Teruskan tulisan di bawah tentang pilihan Ahok antara jalur parpol dan jalur independen, mulai setelah kalimat terakhirnya.

Blok Teks:
--------------------------------

Loading...
ANALISIS
Penulis: A. Setyo Wibowo 00:00 WIB | Senin, 25 Juli 2016

Supaya Ahok Tetap Ahok

Jakarta, Satuharapan.com - Sebaiknya Ahok maju lewat jalur parpol atau jalur independen? Pertanyaan ini hanya bisa dijawab oleh Ahok sendiri. Namun berbagai pengamat menyodorkan berbagai argumentasi pro dan kontra. Bagaimana menempatkan berbagai argumen ini?

Kelompok pertama mengatakan lebih baik Ahok tetap di jalur independen karena harus konsisten dengan niat awalnya mengumpulkan sejuta KTP. Bila kata-kata ini keluar dari mulut relawan Ahok tentu tidak akan ditafsir macam-macam. Sudah barang tentu, konsisten dengan sikap awal yang “mencurigai parpol”, apalagi Ahok memang bukan tipe orang yang fanatik dengan parpol, maka Ahok sudah semestinya maju secara independen guna memberi alternatif baru figur seorang politisi yang benar-benar manifestasi kehendak rakyat untuk demokrasi dan kesejahteraan.

--------------------------------

Data yang Diberikan:

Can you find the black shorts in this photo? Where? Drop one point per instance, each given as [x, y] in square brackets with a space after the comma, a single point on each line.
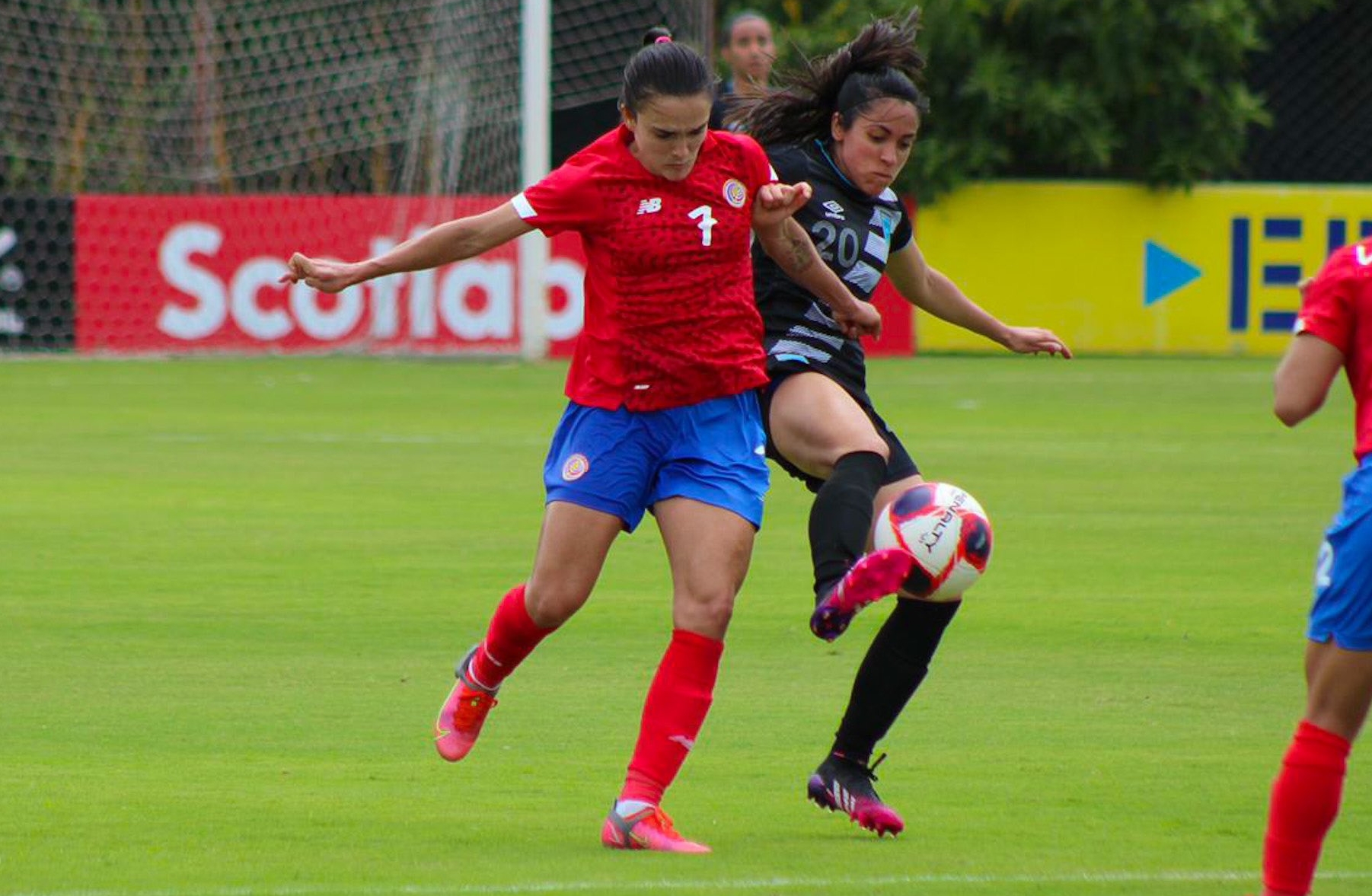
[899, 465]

--------------------------------

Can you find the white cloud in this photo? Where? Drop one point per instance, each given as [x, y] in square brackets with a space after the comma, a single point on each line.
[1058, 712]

--------------------------------

Jawaban Soal:
Penting bagi Ahok membuktikan diri bahwa ia pemimpin yang benar-benar bekerja untuk rakyat dan didukung secar riil oleh rakyat. Kalau Ahok ingin berlanjut terus eksis di dunia politik Indonesia, ini adalah momen yang penting baginya untuk membuktikan diri.

Namun, bila kata-kata seperti itu – anjuran supaya Ahok konsisten di jalur independen - muncul dari mulut orang parpol, apalagi PDIP, tentu maknanya menjadi sedikit lain. Mengingat aturan verifikasi KTP dukungan yang berpotensi besar menyulitkan Ahok, maka anjuran politisi tersebut bisa jadi adalah ungkapan sinis: “Maju lu sana, biar nyahok”. Tak bisa dipungkiri bahwa yang paling kesal dengan jalur independen ini adalah PDIP. Partai ini begitu prosedural banget sehingga tidak mampu melakukan lobby secara normal seperti partai-partai besar yang biasa. Ketika akhirnya Ahok diambil oleh 3 partai lainnya, maka “sesal kemudian tidak berguna”.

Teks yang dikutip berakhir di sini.